** Begin Data for processing **

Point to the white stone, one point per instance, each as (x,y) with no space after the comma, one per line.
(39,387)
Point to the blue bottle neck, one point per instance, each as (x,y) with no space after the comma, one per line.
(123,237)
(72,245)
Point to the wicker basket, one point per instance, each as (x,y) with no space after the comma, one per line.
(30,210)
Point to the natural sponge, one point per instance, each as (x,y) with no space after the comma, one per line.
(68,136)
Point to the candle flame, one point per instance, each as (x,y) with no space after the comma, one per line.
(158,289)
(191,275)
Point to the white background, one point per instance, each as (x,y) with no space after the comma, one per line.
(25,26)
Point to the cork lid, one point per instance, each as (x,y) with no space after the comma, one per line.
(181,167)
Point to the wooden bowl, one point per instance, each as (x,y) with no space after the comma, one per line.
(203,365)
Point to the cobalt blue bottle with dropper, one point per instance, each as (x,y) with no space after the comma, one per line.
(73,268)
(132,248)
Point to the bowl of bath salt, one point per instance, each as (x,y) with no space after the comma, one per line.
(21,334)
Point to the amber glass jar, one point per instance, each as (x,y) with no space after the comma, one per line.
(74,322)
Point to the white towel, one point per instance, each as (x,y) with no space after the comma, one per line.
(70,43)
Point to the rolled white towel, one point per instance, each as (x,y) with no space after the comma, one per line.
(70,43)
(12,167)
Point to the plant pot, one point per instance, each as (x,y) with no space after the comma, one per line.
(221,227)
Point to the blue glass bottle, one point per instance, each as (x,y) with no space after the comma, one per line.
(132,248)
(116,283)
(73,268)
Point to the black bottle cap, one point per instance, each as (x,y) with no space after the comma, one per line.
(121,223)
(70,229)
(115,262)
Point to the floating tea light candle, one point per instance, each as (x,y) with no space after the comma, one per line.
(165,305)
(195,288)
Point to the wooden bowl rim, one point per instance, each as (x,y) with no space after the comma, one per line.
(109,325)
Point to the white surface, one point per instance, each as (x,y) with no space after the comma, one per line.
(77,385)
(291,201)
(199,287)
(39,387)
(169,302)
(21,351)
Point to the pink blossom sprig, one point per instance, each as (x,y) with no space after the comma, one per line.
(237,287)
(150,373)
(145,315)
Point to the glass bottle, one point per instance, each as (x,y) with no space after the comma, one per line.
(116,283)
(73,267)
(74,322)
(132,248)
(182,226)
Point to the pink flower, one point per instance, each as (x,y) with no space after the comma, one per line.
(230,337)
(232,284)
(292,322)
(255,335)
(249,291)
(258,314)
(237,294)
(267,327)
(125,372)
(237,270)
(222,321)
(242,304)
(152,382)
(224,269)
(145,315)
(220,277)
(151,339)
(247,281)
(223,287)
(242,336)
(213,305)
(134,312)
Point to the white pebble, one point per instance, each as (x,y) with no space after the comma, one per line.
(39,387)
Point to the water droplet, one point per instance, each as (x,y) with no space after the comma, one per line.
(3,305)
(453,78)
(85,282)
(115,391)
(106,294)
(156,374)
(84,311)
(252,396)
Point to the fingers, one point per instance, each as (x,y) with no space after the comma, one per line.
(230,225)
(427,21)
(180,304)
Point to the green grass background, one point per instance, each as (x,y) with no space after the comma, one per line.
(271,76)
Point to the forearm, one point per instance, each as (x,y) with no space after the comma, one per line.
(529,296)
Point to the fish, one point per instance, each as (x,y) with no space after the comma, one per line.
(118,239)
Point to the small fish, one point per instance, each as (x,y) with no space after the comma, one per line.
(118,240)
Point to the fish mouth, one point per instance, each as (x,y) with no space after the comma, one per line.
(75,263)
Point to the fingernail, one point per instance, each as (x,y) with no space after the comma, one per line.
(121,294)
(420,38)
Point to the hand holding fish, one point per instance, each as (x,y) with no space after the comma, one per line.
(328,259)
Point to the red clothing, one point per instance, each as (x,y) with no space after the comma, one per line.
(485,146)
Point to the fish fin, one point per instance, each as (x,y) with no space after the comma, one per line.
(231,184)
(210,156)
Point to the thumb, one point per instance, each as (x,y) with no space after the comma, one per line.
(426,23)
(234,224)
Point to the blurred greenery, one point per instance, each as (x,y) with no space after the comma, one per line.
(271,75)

** End Data for processing **

- **Task to carry out**: Copy every line of the items above word for word, with nothing changed or left out.

- **Result of this task**:
Point to the white stone, one point per instance, each as (x,y) with no space after the comma, one per line.
(39,387)
Point to the blue bottle neck, one point per instance, each as (x,y) with no space after the comma, one per line.
(123,237)
(72,245)
Point to the wicker basket, one point per instance, each as (x,y) with no space after the comma, one per line.
(30,210)
Point to the natural sponge, one point per instance, each as (x,y) with no space after the comma, one per line.
(68,136)
Point to the candle flame, one point per instance, each as (x,y) with no space after the comma, one per line.
(158,289)
(191,275)
Point to the white background, one point per instance, each as (x,y) with no space after the comma, one per line.
(25,26)
Point to the cork lid, one point per instance, each as (x,y) with no space after the comma, one per line.
(181,167)
Point to the wooden bowl, one point per instance, each as (x,y) with no space after the comma, one per line.
(203,365)
Point to the cobalt blue bottle with dropper, one point per instance, each as (x,y) with no space after the comma, one per line.
(73,268)
(132,248)
Point to the bowl of bath salt, one point per instance, each as (x,y) with no space after the comma, one per line.
(21,334)
Point to the amber glass jar, one point per instance, each as (x,y) with no space after the comma, one per line.
(74,322)
Point to the white towel, one point per instance, each as (x,y) with no space after the comma, one per line.
(70,43)
Point to the rolled white towel, one point per instance, each as (x,y) with no space after the comma, one per line.
(70,43)
(12,167)
Point to the plant pot, one point per instance, each as (x,y) with no space after the comma, one per line.
(221,227)
Point to the blue glass bottle, one point per instance, each as (x,y) with no space after the comma, one per line.
(132,248)
(116,283)
(73,268)
Point to the black bottle cap, one point per instance, each as (x,y) with no space after the comma, one per line.
(121,223)
(70,229)
(115,262)
Point to the floating tea light candle, one point per instance, each as (x,y) with no space after the comma, one per line.
(165,305)
(195,288)
Point to the wooden bowl rim, one point per instance, each as (x,y) with no space after the comma, one per line.
(109,325)
Point to the white surface, one point per instance, each as (x,y) with no space after the comma, one per line.
(77,385)
(291,201)
(199,287)
(39,387)
(169,302)
(21,351)
Point to the pink blossom sprig, one point per instance, each as (x,y) with no space after the comma, one per line.
(237,287)
(150,373)
(145,315)
Point to the glass bottle, one point per instance, each as (x,y) with no space after the comma, one per line.
(116,283)
(73,267)
(74,322)
(132,248)
(182,226)
Point to the pink flower, one point per instance, each as (x,y) with no space after the comma, one per line.
(230,337)
(232,284)
(292,322)
(255,335)
(249,291)
(258,314)
(237,294)
(267,327)
(125,372)
(237,270)
(222,321)
(242,304)
(152,382)
(224,269)
(145,315)
(220,277)
(151,339)
(247,281)
(223,287)
(242,336)
(213,305)
(134,312)
Point to the white pebble, one point per instance, each as (x,y) with no space after the comma, one per line.
(39,387)
Point to the water droplet, one point per instance, each as (x,y) with no space after the comma, one per line.
(3,305)
(453,78)
(85,282)
(115,391)
(106,294)
(156,374)
(84,311)
(252,396)
Point to the fingers, one point per instance, each as (x,y) with no space after the comma, one per line.
(230,225)
(427,21)
(180,304)
Point to the green grass background, one point per instance, each as (x,y) with no space after the comma, one per line.
(271,76)
Point to the forearm, one point per instance, each as (x,y) with no space after the comma, one per line.
(529,296)
Point to the fish, one point per instance, each as (x,y) with no space after the comma, one per line.
(118,239)
Point to the small fish, one point per instance, each as (x,y) with no space after the comma, one per line.
(118,240)
Point to the fish mouth, one point per instance, each as (x,y) with no space after the comma, one per line.
(75,263)
Point to the fingernail, one point per instance, each as (x,y) with no space after the comma, one per line.
(121,294)
(420,38)
Point to the hand holding fish, one point per instance, each as (x,y) with no space after the comma, one per line.
(328,259)
Point to the red clothing, one point per instance, each as (x,y) with no space after the comma, one per line.
(485,146)
Point to the fish fin, one point per instance, each as (x,y) with no space after the comma, one per line.
(231,184)
(210,156)
Point to the thumb, one point per instance, each as (x,y) with no space after the comma, one per line.
(426,23)
(234,224)
Point to the blurred greenery, one point per instance, each as (x,y) with no space after the comma, one per line.
(271,75)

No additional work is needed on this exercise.